↓

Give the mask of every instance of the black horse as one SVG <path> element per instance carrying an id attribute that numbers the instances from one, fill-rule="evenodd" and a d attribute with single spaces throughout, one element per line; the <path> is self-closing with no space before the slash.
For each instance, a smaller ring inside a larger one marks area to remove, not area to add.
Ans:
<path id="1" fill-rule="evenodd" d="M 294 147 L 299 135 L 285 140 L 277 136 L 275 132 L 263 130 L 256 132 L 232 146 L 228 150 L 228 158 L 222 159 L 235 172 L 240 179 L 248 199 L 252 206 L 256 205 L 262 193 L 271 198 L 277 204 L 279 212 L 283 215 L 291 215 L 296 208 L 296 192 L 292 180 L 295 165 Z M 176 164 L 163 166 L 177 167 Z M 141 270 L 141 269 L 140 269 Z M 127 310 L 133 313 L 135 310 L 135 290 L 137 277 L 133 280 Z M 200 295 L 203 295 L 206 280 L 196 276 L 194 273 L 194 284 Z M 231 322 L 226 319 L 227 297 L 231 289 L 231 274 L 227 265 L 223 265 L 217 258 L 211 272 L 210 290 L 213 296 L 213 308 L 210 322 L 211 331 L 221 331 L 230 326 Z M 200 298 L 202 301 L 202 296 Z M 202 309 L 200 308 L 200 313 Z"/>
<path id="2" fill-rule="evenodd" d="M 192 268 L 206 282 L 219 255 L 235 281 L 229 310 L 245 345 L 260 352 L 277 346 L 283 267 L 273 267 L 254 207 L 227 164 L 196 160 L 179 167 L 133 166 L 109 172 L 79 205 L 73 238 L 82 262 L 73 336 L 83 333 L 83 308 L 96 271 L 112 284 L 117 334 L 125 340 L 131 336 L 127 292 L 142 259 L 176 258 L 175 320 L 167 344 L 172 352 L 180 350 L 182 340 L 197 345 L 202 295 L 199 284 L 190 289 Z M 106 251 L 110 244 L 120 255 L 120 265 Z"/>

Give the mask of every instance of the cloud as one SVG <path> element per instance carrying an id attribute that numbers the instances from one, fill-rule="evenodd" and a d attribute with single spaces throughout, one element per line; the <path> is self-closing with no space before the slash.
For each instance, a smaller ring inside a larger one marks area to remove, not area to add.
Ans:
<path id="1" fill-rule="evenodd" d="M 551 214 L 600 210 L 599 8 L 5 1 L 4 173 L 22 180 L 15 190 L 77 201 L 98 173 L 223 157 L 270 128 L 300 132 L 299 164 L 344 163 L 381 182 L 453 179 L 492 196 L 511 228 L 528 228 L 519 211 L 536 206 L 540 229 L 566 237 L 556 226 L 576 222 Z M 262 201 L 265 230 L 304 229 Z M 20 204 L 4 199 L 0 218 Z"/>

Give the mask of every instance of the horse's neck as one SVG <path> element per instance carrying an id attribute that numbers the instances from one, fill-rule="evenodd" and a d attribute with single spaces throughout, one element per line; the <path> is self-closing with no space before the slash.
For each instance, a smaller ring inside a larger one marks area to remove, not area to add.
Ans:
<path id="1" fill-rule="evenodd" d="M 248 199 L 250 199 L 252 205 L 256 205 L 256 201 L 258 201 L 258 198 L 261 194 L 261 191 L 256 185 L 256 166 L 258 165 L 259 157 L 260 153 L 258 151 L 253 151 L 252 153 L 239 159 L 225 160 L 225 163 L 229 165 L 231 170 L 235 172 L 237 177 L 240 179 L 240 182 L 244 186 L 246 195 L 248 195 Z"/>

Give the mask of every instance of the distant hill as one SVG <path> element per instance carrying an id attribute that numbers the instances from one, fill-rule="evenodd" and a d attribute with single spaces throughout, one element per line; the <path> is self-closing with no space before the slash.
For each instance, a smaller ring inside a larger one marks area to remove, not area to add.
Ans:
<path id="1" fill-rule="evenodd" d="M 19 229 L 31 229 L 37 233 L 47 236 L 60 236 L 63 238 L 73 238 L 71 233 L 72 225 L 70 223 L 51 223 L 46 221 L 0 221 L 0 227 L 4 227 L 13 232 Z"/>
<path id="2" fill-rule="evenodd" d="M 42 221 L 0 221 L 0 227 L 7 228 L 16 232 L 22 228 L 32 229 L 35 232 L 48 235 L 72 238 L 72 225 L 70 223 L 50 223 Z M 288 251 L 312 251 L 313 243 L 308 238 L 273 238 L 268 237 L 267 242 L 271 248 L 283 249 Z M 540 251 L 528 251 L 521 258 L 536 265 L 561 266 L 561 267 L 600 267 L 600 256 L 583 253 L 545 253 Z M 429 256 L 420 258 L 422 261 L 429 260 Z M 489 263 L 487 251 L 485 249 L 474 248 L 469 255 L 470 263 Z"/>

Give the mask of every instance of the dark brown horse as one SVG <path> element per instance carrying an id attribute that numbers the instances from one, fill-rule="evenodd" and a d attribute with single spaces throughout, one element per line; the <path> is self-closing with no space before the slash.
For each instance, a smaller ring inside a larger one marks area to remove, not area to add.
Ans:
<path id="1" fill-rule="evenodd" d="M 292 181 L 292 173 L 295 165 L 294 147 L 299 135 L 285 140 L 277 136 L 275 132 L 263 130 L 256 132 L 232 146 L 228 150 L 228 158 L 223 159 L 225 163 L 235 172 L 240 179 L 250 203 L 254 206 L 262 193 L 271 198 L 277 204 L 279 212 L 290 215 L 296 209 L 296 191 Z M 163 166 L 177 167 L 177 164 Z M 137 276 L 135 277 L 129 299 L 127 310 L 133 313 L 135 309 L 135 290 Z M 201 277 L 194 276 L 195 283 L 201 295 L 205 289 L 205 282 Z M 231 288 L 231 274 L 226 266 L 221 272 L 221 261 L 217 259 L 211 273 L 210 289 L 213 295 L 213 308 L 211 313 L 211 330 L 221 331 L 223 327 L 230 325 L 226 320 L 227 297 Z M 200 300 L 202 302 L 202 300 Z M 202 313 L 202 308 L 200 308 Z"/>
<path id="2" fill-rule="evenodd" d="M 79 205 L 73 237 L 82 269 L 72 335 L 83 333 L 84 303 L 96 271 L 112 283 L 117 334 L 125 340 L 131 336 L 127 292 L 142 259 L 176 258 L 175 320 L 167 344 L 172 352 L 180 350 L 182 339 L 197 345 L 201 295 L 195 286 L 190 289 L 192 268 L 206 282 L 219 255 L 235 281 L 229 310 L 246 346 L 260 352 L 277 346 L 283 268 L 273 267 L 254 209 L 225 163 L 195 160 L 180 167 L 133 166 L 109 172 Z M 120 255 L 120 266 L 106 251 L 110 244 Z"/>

↑

Written problem: Copy all of the lines above word for word, with nothing changed.

Task solution:
Give the mask of every instance of the black horse as one SVG <path> element per instance carrying an id attribute that numbers the instances from one, fill-rule="evenodd" and a d attribute with single spaces throughout, one element per line; the <path> is self-closing with no space before the slash.
For each instance, a smaller ring inside a larger one marks area to remove, not area to add.
Ans:
<path id="1" fill-rule="evenodd" d="M 294 147 L 299 135 L 285 140 L 277 136 L 275 132 L 263 130 L 256 132 L 232 146 L 228 150 L 228 158 L 222 159 L 235 172 L 240 179 L 248 199 L 252 206 L 256 205 L 262 193 L 271 198 L 277 204 L 279 212 L 283 215 L 291 215 L 296 208 L 296 192 L 292 180 L 295 165 Z M 176 164 L 163 166 L 177 167 Z M 141 270 L 141 269 L 140 269 Z M 127 310 L 133 313 L 135 310 L 135 290 L 137 277 L 133 280 Z M 200 295 L 203 295 L 206 280 L 196 276 L 194 273 L 194 284 Z M 231 322 L 226 319 L 227 297 L 231 289 L 231 274 L 227 265 L 223 265 L 217 258 L 211 272 L 210 290 L 213 296 L 213 308 L 210 322 L 211 331 L 221 331 L 230 326 Z M 200 298 L 202 301 L 202 296 Z M 202 309 L 200 308 L 200 313 Z"/>
<path id="2" fill-rule="evenodd" d="M 192 268 L 206 282 L 219 255 L 235 281 L 229 310 L 245 345 L 260 352 L 277 346 L 283 267 L 273 267 L 254 207 L 227 164 L 196 160 L 179 167 L 133 166 L 109 172 L 79 205 L 73 238 L 82 262 L 73 336 L 83 333 L 83 308 L 96 271 L 112 284 L 117 334 L 125 340 L 131 336 L 127 292 L 142 259 L 176 258 L 175 320 L 167 344 L 172 352 L 180 350 L 182 340 L 197 345 L 202 295 L 199 284 L 190 289 Z M 106 251 L 110 244 L 120 255 L 120 265 Z"/>

Give the mask of every instance of the cloud as one SVG <path> element per instance carrying an id attribute that numbers the instances from one, fill-rule="evenodd" and a d attribute with single spaces throughout, one element per line; the <path> is self-closing with no space before the slash.
For each instance, a smaller ring inside a larger one marks area to remove, not area to add.
Ans:
<path id="1" fill-rule="evenodd" d="M 551 214 L 600 210 L 599 8 L 5 1 L 4 173 L 22 180 L 15 190 L 77 201 L 98 173 L 223 157 L 270 128 L 300 132 L 299 164 L 344 163 L 381 182 L 453 179 L 492 196 L 511 228 L 528 228 L 519 211 L 536 206 L 540 229 L 566 237 L 556 226 L 576 222 Z M 262 201 L 265 230 L 304 229 Z M 20 204 L 4 199 L 0 218 Z"/>

Give the mask of every instance of the horse's neck as one SVG <path> element per instance carrying an id attribute that numbers the instances from one, fill-rule="evenodd" and a d attribute with single spaces throughout, one element per line; the <path> is self-closing with no space before the slash.
For each instance, a smaller ring inside a larger one marks area to remove, not area to add.
Ans:
<path id="1" fill-rule="evenodd" d="M 248 199 L 250 199 L 252 205 L 256 205 L 256 201 L 258 201 L 258 198 L 261 194 L 261 191 L 256 185 L 256 166 L 258 165 L 259 157 L 260 153 L 258 151 L 253 151 L 252 153 L 239 159 L 225 160 L 225 163 L 229 165 L 231 170 L 235 172 L 237 177 L 240 179 L 240 182 L 244 186 L 246 195 L 248 195 Z"/>

Give the mask of every instance of the distant hill as one SVG <path> element per instance carrying an id attribute that numbers the instances from one, fill-rule="evenodd" and a d attribute with single spaces throughout, one element per line; the <path> is self-closing with no space before the slash.
For each instance, a smaller ring inside a larger one marks area to remove, not area to add.
Ans:
<path id="1" fill-rule="evenodd" d="M 19 229 L 31 229 L 37 233 L 47 236 L 60 236 L 63 238 L 73 238 L 71 233 L 72 225 L 70 223 L 51 223 L 46 221 L 0 221 L 0 227 L 4 227 L 13 232 Z"/>
<path id="2" fill-rule="evenodd" d="M 42 221 L 0 221 L 0 227 L 7 228 L 16 232 L 22 228 L 32 229 L 35 232 L 48 235 L 72 238 L 72 225 L 70 223 L 50 223 Z M 288 251 L 312 251 L 313 243 L 308 238 L 273 238 L 268 237 L 267 242 L 271 248 L 283 249 Z M 540 251 L 528 251 L 521 258 L 536 265 L 561 266 L 561 267 L 600 267 L 600 256 L 583 253 L 545 253 Z M 429 256 L 420 258 L 422 261 L 429 260 Z M 489 263 L 487 251 L 485 249 L 474 248 L 469 255 L 470 263 Z"/>

Give the mask of every instance of the dark brown horse as one SVG <path> element per instance carrying an id attribute that numbers the instances from one, fill-rule="evenodd" and a d attribute with single spaces throughout, one element per line; the <path> is self-closing with no space before the slash.
For each instance, a smaller ring inside a larger one marks area to remove, not area to add.
Ans:
<path id="1" fill-rule="evenodd" d="M 292 181 L 292 173 L 295 165 L 294 147 L 299 135 L 285 140 L 277 136 L 275 132 L 263 130 L 256 132 L 232 146 L 228 150 L 228 158 L 223 159 L 225 163 L 235 172 L 240 179 L 250 203 L 254 206 L 262 193 L 271 198 L 277 204 L 279 212 L 290 215 L 296 209 L 296 191 Z M 163 166 L 177 167 L 177 164 Z M 137 276 L 135 277 L 129 299 L 127 310 L 133 313 L 135 309 L 135 290 Z M 201 277 L 194 276 L 195 283 L 201 295 L 205 289 L 205 282 Z M 231 288 L 231 274 L 226 266 L 221 272 L 221 261 L 217 259 L 211 273 L 210 289 L 213 295 L 213 308 L 211 313 L 211 330 L 221 331 L 223 327 L 230 325 L 226 320 L 227 297 Z M 200 300 L 202 302 L 202 300 Z M 202 313 L 202 308 L 200 308 Z"/>
<path id="2" fill-rule="evenodd" d="M 79 205 L 73 237 L 82 269 L 72 335 L 83 333 L 84 303 L 96 271 L 112 283 L 117 334 L 125 340 L 131 336 L 127 292 L 142 259 L 176 258 L 175 320 L 167 344 L 172 352 L 180 350 L 182 339 L 197 345 L 201 295 L 195 286 L 190 289 L 192 268 L 206 282 L 219 255 L 235 281 L 229 310 L 246 346 L 260 352 L 277 346 L 283 268 L 273 267 L 254 209 L 225 163 L 195 160 L 180 167 L 133 166 L 109 172 Z M 120 255 L 120 266 L 106 251 L 110 244 Z"/>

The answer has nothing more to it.